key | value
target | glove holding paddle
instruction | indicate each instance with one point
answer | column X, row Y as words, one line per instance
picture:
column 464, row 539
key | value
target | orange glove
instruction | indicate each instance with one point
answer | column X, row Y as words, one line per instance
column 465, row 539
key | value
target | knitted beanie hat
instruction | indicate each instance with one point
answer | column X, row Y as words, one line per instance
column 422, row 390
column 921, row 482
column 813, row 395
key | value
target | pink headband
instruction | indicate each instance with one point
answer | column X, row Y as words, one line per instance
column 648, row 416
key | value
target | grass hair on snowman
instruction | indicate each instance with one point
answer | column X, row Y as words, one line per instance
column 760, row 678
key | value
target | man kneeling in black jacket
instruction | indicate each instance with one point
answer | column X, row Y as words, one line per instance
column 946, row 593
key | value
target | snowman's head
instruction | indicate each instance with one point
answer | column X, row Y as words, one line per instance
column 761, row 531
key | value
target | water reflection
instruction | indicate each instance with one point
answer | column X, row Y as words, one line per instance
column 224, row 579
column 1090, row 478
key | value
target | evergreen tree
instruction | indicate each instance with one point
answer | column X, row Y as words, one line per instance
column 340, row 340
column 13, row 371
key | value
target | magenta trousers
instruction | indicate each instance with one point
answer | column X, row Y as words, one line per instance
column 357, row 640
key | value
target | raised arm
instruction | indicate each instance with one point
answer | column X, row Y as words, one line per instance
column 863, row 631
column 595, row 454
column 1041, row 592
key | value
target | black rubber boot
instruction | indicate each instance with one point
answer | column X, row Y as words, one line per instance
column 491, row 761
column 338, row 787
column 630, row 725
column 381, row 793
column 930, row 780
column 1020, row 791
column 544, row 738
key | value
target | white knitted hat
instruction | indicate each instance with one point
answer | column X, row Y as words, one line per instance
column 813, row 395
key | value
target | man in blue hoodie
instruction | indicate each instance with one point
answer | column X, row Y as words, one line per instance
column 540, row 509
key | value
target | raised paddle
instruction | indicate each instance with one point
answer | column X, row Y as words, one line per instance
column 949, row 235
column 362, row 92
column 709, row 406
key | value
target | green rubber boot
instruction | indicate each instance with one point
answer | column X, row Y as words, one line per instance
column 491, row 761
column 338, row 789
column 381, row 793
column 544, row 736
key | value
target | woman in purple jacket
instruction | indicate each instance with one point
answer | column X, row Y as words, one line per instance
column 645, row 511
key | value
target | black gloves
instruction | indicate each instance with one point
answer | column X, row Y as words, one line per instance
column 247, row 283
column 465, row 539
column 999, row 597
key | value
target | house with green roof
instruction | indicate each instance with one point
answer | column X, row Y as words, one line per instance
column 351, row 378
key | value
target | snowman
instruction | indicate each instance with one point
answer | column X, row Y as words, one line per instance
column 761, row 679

• • •

[INSTRUCTION]:
Copy the listing above verbatim, from its first line through the line containing "column 357, row 640", with both ends included.

[RESPONSE BELOW]:
key | value
target | glove holding paddle
instruction | indicate each instance with one point
answer | column X, row Y as words, one line per instance
picture:
column 464, row 539
key | value
target | orange glove
instruction | indicate each instance with one point
answer | column X, row Y as words, one line per instance
column 465, row 539
key | value
target | knitted beanie hat
instruction | indicate each instance with one point
answer | column X, row Y as words, one line per instance
column 422, row 390
column 921, row 482
column 813, row 395
key | value
target | pink headband
instruction | indicate each instance with one point
answer | column X, row Y as words, one line per instance
column 648, row 416
key | value
target | grass hair on snowman
instruction | indicate each instance with one point
answer | column X, row Y as words, one line per instance
column 760, row 678
key | value
target | man kneeling in black jacket
instruction | indicate each instance with one point
answer | column X, row Y as words, one line per instance
column 946, row 593
key | value
target | snowman's head
instruction | indicate each instance with one point
answer | column X, row Y as words, one line per instance
column 761, row 531
key | value
target | water reflection
instruction | indicate each instance with one point
answer | column X, row Y as words, one line per instance
column 224, row 579
column 1090, row 478
key | value
target | evergreen tree
instruction | indicate each instance with one point
answer | column X, row Y as words, one line per instance
column 340, row 340
column 13, row 371
key | value
target | magenta trousers
instruction | indicate each instance with one point
answer | column X, row Y as words, one line per instance
column 357, row 640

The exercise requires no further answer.